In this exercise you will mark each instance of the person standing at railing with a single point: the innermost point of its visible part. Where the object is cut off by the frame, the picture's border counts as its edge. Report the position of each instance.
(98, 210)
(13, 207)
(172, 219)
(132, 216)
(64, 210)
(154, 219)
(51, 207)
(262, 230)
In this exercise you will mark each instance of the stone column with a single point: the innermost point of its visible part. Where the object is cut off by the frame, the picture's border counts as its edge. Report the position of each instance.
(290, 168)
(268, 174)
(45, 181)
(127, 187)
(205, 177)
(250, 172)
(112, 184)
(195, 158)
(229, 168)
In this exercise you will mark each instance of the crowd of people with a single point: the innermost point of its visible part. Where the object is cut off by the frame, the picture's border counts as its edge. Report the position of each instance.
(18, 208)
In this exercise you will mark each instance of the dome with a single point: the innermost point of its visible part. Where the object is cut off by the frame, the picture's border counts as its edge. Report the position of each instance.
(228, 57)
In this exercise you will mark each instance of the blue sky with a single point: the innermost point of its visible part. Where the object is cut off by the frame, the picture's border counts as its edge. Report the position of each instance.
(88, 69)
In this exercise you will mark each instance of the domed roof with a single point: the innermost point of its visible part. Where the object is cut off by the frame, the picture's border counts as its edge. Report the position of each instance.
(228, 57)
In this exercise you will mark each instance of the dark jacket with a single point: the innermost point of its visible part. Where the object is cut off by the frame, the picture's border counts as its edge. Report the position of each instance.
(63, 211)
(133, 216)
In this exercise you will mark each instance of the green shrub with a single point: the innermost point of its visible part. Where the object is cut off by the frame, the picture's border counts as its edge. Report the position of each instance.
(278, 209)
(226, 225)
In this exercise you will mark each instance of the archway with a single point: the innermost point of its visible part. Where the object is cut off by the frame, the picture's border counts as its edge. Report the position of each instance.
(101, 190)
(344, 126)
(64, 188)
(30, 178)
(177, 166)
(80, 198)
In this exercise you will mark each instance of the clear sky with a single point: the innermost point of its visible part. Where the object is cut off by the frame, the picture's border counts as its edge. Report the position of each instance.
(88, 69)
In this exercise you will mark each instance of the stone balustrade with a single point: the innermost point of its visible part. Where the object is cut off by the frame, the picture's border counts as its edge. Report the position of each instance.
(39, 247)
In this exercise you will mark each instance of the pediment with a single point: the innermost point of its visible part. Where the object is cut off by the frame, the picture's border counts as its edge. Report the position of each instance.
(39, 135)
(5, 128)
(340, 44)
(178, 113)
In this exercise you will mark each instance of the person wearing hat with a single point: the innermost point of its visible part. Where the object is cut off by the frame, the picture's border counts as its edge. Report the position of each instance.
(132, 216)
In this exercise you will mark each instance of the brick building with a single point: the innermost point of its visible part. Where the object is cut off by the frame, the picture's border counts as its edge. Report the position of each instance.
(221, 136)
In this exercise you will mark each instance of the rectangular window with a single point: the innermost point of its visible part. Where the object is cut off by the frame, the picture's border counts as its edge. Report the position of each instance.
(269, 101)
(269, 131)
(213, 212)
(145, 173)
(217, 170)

====

§ Exercise:
Line by line, please reproduce the records exactly.

§ Written answer:
In this exercise you will mark each instance of the person standing at railing with a single point: the innermost point of its visible part. Where the object is cut off by the frame, the picture's border counts as its edge. Report the position of each instance.
(98, 210)
(13, 207)
(172, 219)
(132, 216)
(64, 210)
(154, 219)
(51, 207)
(262, 230)
In this exercise you will mark each instance of the stone column with a single point: the innermost point of its visible part. Where the object is cut off by the frame, the picture's border counts as its edge. Report the position of each instance.
(290, 168)
(268, 174)
(45, 181)
(127, 187)
(205, 177)
(250, 172)
(112, 184)
(195, 158)
(229, 168)
In this exercise you will mark each instance of the crowd of people with a single point: the innermost point of its visible part. Where the object is cut off by the frame, the picture's border counts as its edge. Report the position of each instance.
(18, 208)
In this exercise you will mark each instance of the dome with a single point: the innermost point of its visible part. Where the object is cut off by the frame, the picture's border counts as its edge. Report the position of each instance.
(228, 57)
In this exercise you will mark each instance of the blue sky with a single point: the innermost point of its visible part. Where the object is cut off by the frame, the picture's border counts as its edge. Report the position of each instance.
(88, 69)
In this exercise you will mark each instance of the domed roof with a single point: the innermost point of its visible part. Where the object is cut off by the frame, the picture's border counts as its edge. Report the position of each instance.
(228, 57)
In this exercise you will mark each instance of the dark jacket with a single point: the innermost point of its visible part. Where the object is cut off by the frame, the picture's border counts as its edge. Report the position of each instance.
(63, 211)
(133, 216)
In this exercise you will mark each instance of the green shrub with a single point: the innermost point of its visible part. Where the object is cut off by the frame, the picture's border counts as its edge. Report the position of each instance.
(278, 209)
(226, 225)
In this exercise you will mark each instance of the archway with a single point: the innermost point of its visible part. Where the object is cut off by the frame, the picture's border counts as its edge. Report the position of each instance.
(101, 190)
(344, 126)
(64, 188)
(30, 178)
(177, 166)
(80, 198)
In this exercise you will mark each instance of the clear sky with a single point: the innermost point of its visible part. Where the object is cut off by the frame, the picture's border counts as its edge. Report the position of each instance.
(88, 69)
In this exercise you will mark each instance of the stone balustrade with a single point: the innermost point of its visible part. Where the object is cut off by the frame, the picture's border counts as its edge. Report the position of each instance.
(39, 247)
In this exercise you will mark each instance of the pediment with a single point: the innermost point of its visible part. Where the object is cut off by the frame, the picture's border counts as its edge. Report the position of each instance.
(39, 135)
(5, 128)
(340, 44)
(178, 113)
In this exercise you will mark each instance of the person wearing hat with a single point: the innermost point of its visible part. Where the object is cut off by the frame, the picture's border counts as its edge. Report the position of each instance.
(132, 216)
In this exercise you will mark each instance of the brick building with a single point: the innermost point of its visible part. Where the object is cut off by the frame, the picture's border counts as its edge. Report the position of each instance.
(221, 136)
In this exercise you will mark each instance of the rectangular window with a single point: the innermost point of its visible part. Where the object is cut off by the frame, the picture's border counts as its edge. Report the position of each instance.
(269, 101)
(269, 131)
(213, 212)
(145, 173)
(217, 170)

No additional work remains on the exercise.